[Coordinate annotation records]
★ ★ ★ ★

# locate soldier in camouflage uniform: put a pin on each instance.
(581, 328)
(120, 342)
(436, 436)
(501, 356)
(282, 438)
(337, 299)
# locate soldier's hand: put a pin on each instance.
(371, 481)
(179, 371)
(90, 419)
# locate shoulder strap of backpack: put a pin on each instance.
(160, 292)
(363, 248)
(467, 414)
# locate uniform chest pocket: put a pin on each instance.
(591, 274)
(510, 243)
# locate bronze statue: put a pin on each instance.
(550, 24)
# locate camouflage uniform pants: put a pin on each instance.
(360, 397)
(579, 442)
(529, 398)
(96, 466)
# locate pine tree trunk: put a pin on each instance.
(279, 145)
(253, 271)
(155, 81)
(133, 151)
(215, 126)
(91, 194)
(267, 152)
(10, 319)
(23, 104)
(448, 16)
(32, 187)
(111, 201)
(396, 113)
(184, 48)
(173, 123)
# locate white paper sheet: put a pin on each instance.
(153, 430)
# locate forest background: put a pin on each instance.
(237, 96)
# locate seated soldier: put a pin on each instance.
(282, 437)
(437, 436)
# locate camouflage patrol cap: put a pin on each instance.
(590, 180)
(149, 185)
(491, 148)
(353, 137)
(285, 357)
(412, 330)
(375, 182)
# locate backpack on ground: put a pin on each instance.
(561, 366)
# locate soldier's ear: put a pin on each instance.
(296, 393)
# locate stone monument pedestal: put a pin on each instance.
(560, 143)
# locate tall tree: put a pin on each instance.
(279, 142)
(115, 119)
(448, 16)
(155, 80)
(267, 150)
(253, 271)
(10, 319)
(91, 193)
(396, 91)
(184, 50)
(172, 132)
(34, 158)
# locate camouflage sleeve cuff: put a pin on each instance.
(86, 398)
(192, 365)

★ ★ ★ ★

Write out all the rows above again, line for line, changing nothing.

# locate soldier in camouflage uniform: put a pin on each instance.
(581, 328)
(120, 342)
(436, 436)
(501, 356)
(282, 438)
(337, 299)
# locate soldier's hand: put a pin on each instance.
(371, 481)
(179, 371)
(90, 419)
# locate shoulder strap of backpack: put a pin on each instance.
(160, 292)
(363, 248)
(467, 414)
# locate uniform chest pocket: put a pin on each instance.
(591, 274)
(510, 243)
# locate bronze statue: put a pin on each instance.
(550, 24)
# locate camouflage uniform pants: put a pin on each instance.
(360, 397)
(579, 442)
(529, 398)
(96, 466)
# locate pine tree trunk: put a pin on each instance.
(279, 145)
(253, 271)
(155, 81)
(133, 151)
(215, 126)
(91, 194)
(267, 152)
(10, 319)
(23, 104)
(448, 16)
(32, 187)
(111, 201)
(396, 113)
(184, 48)
(173, 123)
# locate white paper sheet: put a pin on each instance.
(153, 430)
# locate forest background: put a pin on each instance.
(237, 96)
# locate seated soldier: put a pin on each instance.
(282, 437)
(437, 436)
# locate camouflage patrol cap: put a pin on each instance.
(590, 180)
(149, 185)
(491, 148)
(353, 137)
(285, 357)
(412, 330)
(375, 182)
# locate backpack on ground: put a pin on each instance.
(561, 366)
# locate soldier's ear: put a pin on each instance.
(296, 393)
# locate stone monument pedestal: put a pin on each instance.
(560, 143)
# locate tall tree: put a pin on each instance.
(279, 142)
(115, 119)
(448, 16)
(155, 80)
(267, 150)
(253, 271)
(10, 319)
(91, 193)
(396, 91)
(184, 50)
(172, 132)
(34, 158)
# locate camouflage sleeve cuff: put a pin on each instance.
(86, 398)
(192, 365)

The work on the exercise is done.